WHAT NEEDS TO BE DONE: Which course does the research-area text below list as relevant for HCI?

TEXT PASSAGE:
################
Relevant courses: CMPUT 379 (operating systems), CMPUT 313 (computer networks), CMPUT 415 (compiler design), CMPUT 481 (distributed systems).
How to get involved: Systems research is less accessible to first or second year students because it requires deeper background (you need to understand OS concepts, networking stacks, and ideally low-level programming in C or Rust). By third year with the relevant courses done, you're in a solid position to approach faculty. Check the department website for faculty listing under the "Systems and Theory" research area.
HCI — Human-Computer Interaction and Interactive Systems¶
Prestige level: Respected nationally. Accessible to a broad range of students.
HCI research spans computer science, design, cognitive science, and social science. The work involves understanding how people interact with technology and designing better systems as a result.
What they work on: Accessibility (assistive technology for users with disabilities), novel interface paradigms, user studies and evaluation methods, visualization, and educational technology.
Relevant courses: CMPUT 302 (introduction to HCI and user interfaces).
How to get involved: HCI labs are often among the most accessible for undergrads because many projects involve running user studies, building prototypes, and analyzing data — tasks that motivated undergrads can contribute to meaningfully without years of prerequisite knowledge. If you're interested, reach out directly and emphasize any design, user research, or human-centered projects you've done.
Natural Language Processing Group¶
Prestige level: Growing. Increasingly relevant given the current state of the field.
NLP at UofA has grown as language models have become central to AI. The group works on text analysis, information extraction, language model development, and related problems.
################
SUPPLIED RECORDS:
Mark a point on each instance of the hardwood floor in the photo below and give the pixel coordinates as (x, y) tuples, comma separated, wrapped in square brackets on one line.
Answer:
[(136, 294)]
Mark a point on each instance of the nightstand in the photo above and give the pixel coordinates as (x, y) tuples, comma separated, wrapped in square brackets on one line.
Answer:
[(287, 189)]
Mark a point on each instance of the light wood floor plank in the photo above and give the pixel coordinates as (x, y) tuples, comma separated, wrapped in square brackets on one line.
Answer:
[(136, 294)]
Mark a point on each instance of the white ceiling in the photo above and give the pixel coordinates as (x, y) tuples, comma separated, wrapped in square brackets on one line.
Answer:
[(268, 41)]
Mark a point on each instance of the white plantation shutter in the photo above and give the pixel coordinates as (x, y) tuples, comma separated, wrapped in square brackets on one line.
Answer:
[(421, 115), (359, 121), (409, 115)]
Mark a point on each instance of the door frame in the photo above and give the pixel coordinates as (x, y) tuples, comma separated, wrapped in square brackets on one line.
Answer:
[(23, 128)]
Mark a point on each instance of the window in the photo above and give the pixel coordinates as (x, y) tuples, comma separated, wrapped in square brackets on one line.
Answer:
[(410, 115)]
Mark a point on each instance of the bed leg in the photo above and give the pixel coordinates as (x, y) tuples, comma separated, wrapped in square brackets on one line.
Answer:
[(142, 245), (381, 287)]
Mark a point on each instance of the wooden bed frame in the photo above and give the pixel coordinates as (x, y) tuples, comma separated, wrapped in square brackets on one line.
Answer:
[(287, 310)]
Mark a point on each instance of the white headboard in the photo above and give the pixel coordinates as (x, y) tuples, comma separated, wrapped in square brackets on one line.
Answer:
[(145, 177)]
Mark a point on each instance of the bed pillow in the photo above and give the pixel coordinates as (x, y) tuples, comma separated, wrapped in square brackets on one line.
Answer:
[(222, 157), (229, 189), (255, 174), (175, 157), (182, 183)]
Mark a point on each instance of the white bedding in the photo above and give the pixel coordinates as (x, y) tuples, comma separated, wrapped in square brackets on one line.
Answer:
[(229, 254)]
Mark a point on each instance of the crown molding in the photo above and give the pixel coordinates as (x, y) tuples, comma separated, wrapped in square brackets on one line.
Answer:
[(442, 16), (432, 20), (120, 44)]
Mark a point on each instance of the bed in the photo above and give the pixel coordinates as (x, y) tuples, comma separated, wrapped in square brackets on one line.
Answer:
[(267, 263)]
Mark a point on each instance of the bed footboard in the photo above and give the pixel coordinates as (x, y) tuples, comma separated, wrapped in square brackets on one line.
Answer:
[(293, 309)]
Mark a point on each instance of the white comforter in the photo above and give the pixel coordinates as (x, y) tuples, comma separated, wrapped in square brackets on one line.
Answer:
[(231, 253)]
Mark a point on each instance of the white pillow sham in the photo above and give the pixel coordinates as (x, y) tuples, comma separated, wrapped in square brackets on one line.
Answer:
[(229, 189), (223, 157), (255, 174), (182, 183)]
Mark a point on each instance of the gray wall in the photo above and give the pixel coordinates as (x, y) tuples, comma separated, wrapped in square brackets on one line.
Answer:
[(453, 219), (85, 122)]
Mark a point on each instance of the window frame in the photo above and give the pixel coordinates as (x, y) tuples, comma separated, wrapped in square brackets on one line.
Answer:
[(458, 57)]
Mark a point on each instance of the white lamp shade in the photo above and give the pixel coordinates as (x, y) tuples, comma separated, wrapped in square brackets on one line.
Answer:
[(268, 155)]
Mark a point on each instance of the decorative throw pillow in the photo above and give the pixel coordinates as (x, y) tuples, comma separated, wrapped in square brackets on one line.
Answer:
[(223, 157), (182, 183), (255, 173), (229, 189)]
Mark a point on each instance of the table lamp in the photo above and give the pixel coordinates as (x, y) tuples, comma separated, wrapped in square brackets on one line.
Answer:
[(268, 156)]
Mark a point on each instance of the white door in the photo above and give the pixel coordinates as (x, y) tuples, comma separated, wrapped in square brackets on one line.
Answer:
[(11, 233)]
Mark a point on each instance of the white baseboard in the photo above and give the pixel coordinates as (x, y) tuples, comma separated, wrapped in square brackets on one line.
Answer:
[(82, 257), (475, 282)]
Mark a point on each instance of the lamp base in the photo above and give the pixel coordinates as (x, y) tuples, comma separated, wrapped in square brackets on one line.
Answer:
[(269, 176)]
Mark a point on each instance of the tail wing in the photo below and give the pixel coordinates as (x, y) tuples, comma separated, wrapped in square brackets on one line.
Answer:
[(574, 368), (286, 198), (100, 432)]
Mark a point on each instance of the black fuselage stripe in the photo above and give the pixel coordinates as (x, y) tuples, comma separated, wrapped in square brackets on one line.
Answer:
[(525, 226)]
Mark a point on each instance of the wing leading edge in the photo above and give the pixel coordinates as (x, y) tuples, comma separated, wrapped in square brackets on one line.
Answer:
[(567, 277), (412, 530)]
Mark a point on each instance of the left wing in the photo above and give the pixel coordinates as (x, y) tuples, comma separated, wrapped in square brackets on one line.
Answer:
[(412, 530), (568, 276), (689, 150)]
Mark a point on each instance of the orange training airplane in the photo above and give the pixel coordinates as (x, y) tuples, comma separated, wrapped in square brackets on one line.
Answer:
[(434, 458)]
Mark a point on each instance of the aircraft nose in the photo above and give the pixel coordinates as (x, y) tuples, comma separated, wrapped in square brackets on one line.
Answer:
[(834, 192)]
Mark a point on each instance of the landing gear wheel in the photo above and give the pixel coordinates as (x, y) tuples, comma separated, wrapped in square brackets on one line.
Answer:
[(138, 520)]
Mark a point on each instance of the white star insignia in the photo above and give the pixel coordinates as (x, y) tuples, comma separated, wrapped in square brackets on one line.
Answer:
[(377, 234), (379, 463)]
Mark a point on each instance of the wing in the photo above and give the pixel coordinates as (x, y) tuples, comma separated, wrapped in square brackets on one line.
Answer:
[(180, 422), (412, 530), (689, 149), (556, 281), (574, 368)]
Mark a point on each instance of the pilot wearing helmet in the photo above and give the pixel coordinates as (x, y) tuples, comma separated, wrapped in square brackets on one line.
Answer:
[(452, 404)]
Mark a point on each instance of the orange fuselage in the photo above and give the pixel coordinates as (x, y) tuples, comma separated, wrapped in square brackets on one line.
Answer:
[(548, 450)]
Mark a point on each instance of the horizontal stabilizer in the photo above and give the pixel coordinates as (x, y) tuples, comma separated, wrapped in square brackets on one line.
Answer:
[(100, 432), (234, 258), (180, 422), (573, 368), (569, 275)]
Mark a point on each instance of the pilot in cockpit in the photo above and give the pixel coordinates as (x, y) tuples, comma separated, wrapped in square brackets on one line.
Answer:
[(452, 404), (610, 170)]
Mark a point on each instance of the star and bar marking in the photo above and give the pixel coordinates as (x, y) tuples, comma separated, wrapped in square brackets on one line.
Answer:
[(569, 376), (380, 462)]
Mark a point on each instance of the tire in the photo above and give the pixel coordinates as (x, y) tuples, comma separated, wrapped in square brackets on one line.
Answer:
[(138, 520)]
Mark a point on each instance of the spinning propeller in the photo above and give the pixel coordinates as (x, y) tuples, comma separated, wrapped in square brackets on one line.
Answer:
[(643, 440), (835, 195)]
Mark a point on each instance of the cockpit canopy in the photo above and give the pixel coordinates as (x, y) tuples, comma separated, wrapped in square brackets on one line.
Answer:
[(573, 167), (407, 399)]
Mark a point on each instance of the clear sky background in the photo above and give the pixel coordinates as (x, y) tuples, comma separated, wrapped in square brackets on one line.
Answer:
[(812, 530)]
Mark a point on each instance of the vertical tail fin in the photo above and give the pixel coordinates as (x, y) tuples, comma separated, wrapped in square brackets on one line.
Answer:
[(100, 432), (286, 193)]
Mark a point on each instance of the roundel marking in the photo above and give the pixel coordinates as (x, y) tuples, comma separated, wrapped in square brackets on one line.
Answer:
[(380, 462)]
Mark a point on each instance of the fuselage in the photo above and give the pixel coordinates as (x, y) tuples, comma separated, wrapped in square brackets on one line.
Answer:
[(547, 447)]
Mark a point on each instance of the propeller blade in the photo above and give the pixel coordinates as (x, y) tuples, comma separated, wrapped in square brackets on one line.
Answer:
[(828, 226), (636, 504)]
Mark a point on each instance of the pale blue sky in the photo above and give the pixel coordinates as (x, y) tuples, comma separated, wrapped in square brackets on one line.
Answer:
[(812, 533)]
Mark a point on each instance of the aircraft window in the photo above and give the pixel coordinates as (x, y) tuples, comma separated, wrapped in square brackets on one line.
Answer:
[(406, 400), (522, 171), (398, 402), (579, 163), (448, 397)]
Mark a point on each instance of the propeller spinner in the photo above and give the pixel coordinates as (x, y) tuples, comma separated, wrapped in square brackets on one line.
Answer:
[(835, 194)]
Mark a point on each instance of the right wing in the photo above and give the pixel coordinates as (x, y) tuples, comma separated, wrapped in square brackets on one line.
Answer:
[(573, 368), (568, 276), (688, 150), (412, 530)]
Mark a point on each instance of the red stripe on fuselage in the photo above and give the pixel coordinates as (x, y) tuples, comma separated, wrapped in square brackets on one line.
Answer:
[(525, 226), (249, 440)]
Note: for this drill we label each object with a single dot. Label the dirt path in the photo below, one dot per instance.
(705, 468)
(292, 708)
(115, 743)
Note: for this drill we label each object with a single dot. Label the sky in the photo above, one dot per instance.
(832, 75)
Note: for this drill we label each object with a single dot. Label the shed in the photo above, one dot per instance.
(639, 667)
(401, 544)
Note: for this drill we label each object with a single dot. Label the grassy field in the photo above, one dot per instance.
################
TASK RESPONSE: CMPUT 302 (introduction to HCI and user interfaces).